What you have to do:
If a line of the records contains the string "below", copy it out.

Extracted information:
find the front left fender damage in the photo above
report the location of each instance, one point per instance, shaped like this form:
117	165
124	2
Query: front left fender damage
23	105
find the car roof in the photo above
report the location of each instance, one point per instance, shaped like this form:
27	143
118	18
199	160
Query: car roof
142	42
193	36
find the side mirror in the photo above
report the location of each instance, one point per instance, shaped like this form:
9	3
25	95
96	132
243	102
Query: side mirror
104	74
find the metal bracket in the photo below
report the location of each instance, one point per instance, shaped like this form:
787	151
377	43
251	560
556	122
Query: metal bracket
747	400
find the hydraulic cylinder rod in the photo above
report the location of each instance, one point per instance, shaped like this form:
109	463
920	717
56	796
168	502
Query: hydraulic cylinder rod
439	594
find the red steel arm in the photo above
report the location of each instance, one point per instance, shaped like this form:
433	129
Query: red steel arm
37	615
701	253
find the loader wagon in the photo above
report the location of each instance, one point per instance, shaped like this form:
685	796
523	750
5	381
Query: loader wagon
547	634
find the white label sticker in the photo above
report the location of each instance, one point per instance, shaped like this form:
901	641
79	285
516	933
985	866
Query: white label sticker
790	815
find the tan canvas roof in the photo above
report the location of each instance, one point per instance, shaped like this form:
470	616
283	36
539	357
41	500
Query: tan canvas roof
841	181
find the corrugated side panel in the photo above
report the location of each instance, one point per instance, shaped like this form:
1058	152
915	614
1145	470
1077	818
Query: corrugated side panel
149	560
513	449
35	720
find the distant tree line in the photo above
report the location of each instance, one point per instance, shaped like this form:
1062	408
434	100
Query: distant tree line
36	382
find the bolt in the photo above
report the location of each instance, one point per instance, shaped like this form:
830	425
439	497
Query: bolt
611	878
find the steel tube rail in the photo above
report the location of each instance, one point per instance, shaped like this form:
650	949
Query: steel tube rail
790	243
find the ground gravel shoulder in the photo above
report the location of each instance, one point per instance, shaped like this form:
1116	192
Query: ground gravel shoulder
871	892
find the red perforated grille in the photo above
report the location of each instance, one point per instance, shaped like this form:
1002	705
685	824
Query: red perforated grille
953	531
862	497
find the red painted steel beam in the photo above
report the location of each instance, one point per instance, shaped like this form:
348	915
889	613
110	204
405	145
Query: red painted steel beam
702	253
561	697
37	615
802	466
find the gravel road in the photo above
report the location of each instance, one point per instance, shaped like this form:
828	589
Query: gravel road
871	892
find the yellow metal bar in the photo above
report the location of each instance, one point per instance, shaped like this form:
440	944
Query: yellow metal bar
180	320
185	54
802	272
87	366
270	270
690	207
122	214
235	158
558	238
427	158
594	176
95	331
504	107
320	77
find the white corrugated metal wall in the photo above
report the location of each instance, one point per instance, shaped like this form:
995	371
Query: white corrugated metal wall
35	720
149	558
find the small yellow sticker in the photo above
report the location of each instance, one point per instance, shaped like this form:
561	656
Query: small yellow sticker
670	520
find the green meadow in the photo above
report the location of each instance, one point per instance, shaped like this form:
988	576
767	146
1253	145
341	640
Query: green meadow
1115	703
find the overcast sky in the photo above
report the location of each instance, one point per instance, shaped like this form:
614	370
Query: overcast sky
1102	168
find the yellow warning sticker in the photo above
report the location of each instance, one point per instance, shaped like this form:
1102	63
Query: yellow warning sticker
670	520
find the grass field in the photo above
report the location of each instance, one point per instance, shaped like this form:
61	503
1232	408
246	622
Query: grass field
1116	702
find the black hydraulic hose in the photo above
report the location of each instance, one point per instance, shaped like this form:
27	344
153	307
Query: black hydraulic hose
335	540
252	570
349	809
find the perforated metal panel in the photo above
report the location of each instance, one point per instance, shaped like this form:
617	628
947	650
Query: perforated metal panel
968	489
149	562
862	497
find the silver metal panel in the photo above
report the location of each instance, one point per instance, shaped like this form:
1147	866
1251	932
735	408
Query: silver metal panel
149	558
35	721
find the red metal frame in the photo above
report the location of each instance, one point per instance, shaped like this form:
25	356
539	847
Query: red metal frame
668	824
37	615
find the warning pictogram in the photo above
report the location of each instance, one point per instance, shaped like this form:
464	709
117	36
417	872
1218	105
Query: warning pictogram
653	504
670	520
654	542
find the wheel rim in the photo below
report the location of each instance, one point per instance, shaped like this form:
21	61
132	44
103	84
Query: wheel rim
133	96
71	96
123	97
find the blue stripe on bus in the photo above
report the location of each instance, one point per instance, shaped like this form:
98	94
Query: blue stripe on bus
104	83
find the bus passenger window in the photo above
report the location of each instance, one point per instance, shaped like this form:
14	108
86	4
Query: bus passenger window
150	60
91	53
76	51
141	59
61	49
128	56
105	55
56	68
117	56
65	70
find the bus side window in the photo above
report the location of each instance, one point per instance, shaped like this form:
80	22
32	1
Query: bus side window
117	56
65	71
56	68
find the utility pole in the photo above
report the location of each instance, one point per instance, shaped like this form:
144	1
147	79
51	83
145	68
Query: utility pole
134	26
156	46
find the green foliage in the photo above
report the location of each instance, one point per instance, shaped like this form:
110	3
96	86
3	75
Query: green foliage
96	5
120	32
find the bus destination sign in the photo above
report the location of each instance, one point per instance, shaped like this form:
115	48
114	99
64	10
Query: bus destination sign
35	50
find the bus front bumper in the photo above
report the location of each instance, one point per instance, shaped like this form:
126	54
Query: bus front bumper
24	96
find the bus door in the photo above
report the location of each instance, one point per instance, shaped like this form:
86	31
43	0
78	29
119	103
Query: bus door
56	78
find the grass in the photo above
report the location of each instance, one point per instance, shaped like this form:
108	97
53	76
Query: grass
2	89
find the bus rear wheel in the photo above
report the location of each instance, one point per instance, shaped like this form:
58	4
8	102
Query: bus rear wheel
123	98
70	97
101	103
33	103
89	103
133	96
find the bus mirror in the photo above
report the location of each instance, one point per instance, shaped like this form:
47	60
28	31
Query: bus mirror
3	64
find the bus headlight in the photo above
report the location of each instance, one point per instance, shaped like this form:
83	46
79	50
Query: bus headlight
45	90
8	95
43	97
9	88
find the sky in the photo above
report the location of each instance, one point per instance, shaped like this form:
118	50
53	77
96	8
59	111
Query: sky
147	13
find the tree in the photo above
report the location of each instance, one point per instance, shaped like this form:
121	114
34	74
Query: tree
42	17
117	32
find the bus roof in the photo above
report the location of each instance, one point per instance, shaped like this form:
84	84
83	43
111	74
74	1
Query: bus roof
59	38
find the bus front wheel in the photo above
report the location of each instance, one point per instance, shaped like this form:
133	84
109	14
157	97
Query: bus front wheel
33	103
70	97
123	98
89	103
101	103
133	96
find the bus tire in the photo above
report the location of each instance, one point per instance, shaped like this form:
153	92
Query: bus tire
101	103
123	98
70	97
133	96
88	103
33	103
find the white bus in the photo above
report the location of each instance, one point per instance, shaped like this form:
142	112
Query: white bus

Answer space:
find the metal bracket in the photo below
find the wheel rim in the photo below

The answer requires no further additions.